Exercise task 1: Write out the part of the spring-and-discs problem below from "In the C.M." up to and including "moments of time.", word for word.
* Begin Selected extract *
Question

Two small identical discs, each of mass $m$, lie on a smooth horizontal plane. The discs are interconnected by a light non-deformed spring of length $l_0$ and stiffness $\kappa$. At a certain moment one of the discs is set in motion in a horizontal direction perpendicular to the spring with velocity $v_0$. If the maximum elongation of the spring in the process of motion is given as ${\epsilon }_{max}\approx \frac{xm{v}_0^2}{\kappa l_0^2}$, Find $x$

Answer 1

In the C.M. frame of the system (both the discs $+$ spring), the linear momentum of the discs are related by the relation, $\widetilde{\overrightarrow{p_1}}=-\widetilde{\overrightarrow{p_2}}$, at all moments of time.
where ${\tilde{p}}_1={\tilde{p}}_2=\tilde{p}=\mu v_{rel}$
And the total kinetic energy of the system,
$T=\frac{1}{2}\mu v_{rel}^2$
Bearing in mind that at the moment of maximum deformation of the spring, the projection of $\overrightarrow{v_{rel}}$ along the length of the spring becomes zero, i.e. $v_{rel\left(x\right)}=0$.
* End Selected extract *
* Begin Dataset *
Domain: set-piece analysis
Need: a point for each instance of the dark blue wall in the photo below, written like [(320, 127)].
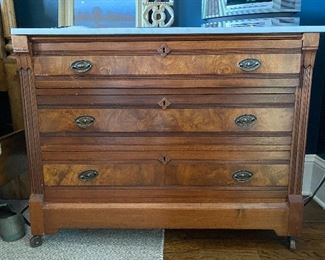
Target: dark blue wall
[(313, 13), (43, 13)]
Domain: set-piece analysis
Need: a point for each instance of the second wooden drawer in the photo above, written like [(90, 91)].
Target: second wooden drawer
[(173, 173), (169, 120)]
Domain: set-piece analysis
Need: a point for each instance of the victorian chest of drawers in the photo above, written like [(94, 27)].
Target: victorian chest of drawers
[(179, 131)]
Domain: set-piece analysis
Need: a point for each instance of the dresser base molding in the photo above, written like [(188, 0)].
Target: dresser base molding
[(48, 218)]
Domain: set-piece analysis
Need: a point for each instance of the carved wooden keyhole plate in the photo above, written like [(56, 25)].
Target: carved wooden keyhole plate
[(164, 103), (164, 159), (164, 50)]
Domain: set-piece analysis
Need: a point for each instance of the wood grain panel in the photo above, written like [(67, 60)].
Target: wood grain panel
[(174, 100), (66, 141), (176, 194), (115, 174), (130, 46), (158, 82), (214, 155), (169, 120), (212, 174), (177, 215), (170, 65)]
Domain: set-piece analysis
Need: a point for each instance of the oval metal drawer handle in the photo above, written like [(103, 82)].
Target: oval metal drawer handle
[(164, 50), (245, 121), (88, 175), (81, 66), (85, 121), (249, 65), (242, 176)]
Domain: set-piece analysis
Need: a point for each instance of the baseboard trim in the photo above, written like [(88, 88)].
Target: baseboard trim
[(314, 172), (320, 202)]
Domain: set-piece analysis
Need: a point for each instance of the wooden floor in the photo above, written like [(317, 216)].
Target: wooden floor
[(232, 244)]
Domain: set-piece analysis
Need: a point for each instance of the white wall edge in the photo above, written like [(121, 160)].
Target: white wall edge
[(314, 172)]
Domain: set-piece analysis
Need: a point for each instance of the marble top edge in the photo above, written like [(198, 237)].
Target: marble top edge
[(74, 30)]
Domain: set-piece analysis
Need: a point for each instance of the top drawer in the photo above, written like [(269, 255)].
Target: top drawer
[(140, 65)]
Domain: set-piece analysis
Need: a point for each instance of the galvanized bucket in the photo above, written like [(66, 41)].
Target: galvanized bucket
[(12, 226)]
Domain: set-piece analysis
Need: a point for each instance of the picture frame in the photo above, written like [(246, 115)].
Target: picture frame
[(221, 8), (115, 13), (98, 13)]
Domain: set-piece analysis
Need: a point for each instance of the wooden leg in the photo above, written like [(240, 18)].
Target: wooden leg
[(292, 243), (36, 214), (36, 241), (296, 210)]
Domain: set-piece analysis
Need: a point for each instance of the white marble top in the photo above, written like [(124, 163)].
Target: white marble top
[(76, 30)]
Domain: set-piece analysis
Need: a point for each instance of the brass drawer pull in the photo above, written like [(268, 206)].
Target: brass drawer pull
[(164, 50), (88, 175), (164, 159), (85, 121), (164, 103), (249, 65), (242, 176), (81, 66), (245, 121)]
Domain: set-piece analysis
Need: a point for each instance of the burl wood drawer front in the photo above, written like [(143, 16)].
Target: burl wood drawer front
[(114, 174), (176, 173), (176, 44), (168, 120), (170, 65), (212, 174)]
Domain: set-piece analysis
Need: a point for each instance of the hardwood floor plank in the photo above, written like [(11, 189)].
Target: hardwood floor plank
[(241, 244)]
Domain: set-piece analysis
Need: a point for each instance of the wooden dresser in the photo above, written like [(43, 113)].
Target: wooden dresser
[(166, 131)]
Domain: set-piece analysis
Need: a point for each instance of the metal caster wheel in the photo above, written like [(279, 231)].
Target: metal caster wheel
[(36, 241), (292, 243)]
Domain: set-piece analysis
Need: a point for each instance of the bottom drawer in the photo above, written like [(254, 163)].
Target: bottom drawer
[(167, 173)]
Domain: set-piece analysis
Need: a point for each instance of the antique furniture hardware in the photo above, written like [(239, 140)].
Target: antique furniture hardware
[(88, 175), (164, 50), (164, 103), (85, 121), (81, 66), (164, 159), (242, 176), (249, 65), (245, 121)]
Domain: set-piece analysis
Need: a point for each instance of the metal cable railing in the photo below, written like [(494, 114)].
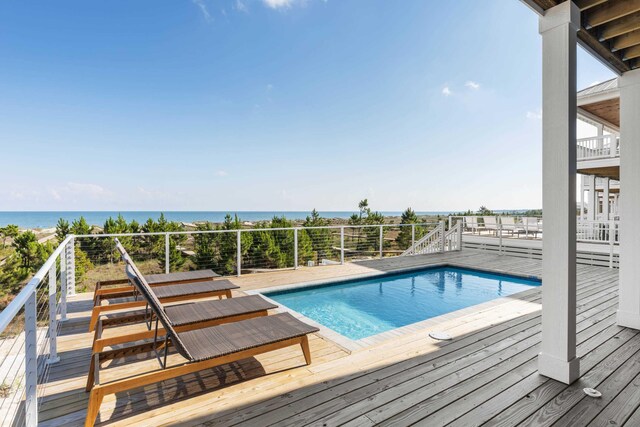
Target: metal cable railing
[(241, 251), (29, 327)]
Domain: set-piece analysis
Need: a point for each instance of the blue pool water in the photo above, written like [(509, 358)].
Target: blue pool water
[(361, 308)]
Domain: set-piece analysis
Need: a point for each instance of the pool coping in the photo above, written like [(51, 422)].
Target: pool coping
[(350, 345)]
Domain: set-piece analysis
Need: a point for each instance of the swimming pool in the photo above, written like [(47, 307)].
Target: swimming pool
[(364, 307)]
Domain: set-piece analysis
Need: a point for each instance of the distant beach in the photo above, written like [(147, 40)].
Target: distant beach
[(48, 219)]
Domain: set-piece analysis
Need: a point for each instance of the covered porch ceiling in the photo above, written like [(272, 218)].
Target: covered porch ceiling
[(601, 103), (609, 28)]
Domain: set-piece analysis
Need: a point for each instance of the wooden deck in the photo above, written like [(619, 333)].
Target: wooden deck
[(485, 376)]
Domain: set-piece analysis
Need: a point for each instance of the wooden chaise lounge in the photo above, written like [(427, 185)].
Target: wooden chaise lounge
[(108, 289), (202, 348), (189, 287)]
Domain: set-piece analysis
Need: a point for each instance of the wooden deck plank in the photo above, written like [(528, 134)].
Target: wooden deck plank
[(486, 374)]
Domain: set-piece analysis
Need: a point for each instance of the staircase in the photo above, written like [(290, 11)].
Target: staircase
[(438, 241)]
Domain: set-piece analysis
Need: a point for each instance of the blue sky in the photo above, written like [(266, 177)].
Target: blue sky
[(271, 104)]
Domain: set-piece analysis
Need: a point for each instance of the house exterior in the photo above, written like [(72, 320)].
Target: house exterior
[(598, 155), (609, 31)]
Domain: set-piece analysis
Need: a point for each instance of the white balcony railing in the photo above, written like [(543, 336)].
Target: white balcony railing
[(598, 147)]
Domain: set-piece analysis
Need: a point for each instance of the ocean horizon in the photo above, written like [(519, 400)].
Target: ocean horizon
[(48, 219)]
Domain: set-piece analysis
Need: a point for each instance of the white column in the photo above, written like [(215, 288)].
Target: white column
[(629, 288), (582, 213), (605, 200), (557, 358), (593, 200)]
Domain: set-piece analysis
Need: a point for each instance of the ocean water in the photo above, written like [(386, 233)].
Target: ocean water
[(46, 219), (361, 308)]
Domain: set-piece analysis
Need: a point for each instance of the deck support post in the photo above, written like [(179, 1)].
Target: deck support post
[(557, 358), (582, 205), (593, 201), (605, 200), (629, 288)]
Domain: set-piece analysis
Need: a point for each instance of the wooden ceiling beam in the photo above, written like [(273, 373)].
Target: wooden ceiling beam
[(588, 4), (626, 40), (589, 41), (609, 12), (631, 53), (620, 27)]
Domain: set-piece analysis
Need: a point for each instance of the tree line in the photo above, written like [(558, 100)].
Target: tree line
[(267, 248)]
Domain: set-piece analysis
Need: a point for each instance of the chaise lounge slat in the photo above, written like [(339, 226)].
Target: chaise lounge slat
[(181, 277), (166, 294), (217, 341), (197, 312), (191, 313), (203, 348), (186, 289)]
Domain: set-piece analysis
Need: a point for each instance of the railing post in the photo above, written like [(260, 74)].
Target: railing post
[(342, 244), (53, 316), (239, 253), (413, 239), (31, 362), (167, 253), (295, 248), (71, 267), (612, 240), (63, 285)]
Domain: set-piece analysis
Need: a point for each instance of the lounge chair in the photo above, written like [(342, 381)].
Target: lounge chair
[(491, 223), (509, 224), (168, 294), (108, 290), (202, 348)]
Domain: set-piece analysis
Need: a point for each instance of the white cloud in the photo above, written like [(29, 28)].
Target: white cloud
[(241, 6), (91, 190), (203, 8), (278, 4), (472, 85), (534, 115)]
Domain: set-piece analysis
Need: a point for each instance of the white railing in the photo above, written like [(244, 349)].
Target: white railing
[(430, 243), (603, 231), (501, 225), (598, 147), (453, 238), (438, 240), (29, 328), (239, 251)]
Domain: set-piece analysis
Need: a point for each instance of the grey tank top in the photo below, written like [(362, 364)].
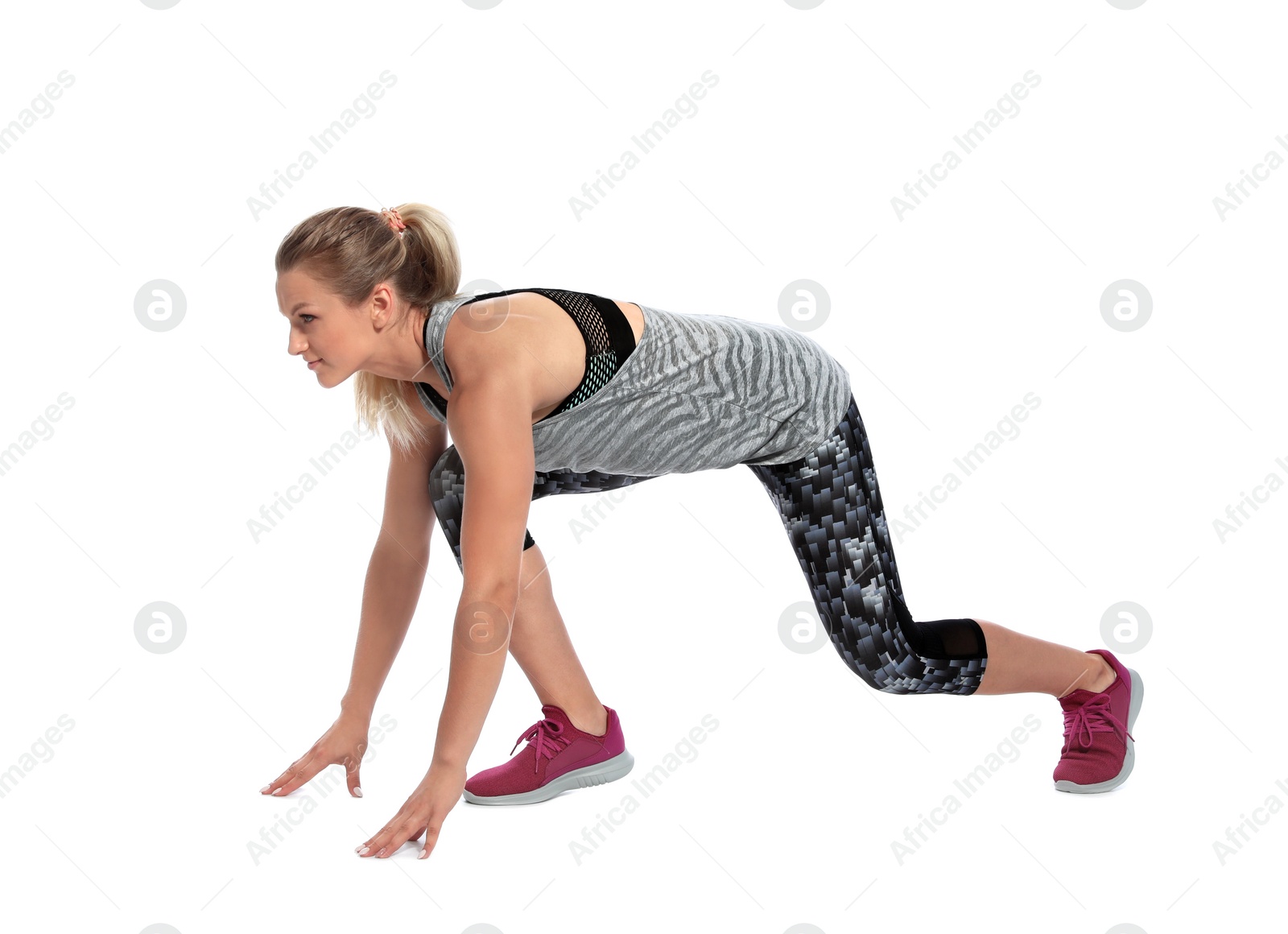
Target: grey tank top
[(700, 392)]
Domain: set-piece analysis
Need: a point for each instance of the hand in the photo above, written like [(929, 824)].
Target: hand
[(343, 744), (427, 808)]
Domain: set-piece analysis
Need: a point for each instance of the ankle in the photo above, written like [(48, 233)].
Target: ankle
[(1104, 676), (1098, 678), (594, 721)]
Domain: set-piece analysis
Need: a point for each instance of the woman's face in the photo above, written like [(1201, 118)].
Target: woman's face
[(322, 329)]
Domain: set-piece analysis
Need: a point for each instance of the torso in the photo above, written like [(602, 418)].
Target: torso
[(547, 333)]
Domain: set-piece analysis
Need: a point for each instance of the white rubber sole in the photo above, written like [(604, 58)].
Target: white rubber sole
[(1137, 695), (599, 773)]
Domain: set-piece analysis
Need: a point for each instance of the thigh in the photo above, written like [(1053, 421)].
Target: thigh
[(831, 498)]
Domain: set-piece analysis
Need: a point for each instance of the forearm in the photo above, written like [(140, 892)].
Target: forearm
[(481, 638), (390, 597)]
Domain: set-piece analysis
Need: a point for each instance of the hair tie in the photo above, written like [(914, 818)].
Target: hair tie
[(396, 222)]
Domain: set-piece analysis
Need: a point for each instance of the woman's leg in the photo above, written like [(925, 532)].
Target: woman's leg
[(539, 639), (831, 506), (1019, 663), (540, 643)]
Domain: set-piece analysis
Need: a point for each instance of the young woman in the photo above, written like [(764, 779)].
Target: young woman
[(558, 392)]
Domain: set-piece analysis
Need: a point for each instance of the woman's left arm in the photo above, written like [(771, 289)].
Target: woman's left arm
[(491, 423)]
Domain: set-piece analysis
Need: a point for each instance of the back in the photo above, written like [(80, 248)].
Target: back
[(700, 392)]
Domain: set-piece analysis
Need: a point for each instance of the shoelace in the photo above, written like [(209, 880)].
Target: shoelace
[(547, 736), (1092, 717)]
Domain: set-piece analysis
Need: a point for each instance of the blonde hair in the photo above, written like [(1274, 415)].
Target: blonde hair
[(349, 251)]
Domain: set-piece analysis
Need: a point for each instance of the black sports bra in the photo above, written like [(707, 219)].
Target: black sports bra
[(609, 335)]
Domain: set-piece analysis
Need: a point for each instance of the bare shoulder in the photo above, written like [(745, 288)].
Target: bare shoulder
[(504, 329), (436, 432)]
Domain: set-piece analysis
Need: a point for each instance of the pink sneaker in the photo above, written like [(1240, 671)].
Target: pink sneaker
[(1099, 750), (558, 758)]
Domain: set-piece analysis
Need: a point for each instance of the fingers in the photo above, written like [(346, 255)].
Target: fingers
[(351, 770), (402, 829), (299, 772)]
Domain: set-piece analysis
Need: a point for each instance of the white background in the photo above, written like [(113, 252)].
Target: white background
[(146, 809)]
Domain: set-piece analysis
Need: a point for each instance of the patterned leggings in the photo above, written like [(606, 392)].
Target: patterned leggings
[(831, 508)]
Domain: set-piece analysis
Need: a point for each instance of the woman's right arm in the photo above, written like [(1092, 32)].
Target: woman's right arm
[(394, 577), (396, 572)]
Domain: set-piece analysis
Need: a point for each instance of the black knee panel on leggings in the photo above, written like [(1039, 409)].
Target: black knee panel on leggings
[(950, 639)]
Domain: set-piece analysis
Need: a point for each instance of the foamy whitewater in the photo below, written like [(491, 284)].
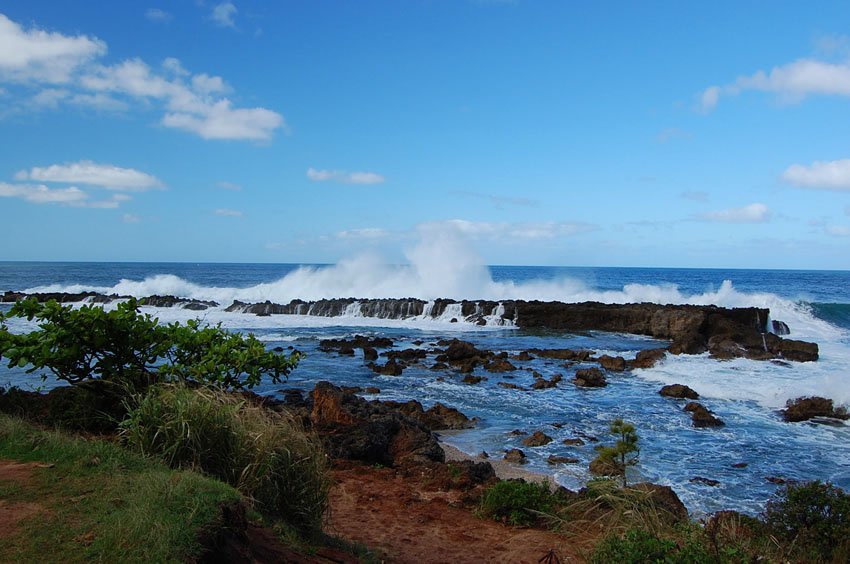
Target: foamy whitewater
* End Dataset *
Exercise task 2: Which lines in the records above contain the word "molding"? Copy each of those lines in full.

Output 1:
In the C.M. frame of the system (both the discs $+$ spring), the linear momentum of the discs are related by the relation, $\widetilde{\overrightarrow{p_1}}=-\widetilde{\overrightarrow{p_2}}$, at all moments of time.

Output 2:
Need: a point for each instance of the dresser base molding in the photo above, written like [(188, 0)].
Target: dresser base molding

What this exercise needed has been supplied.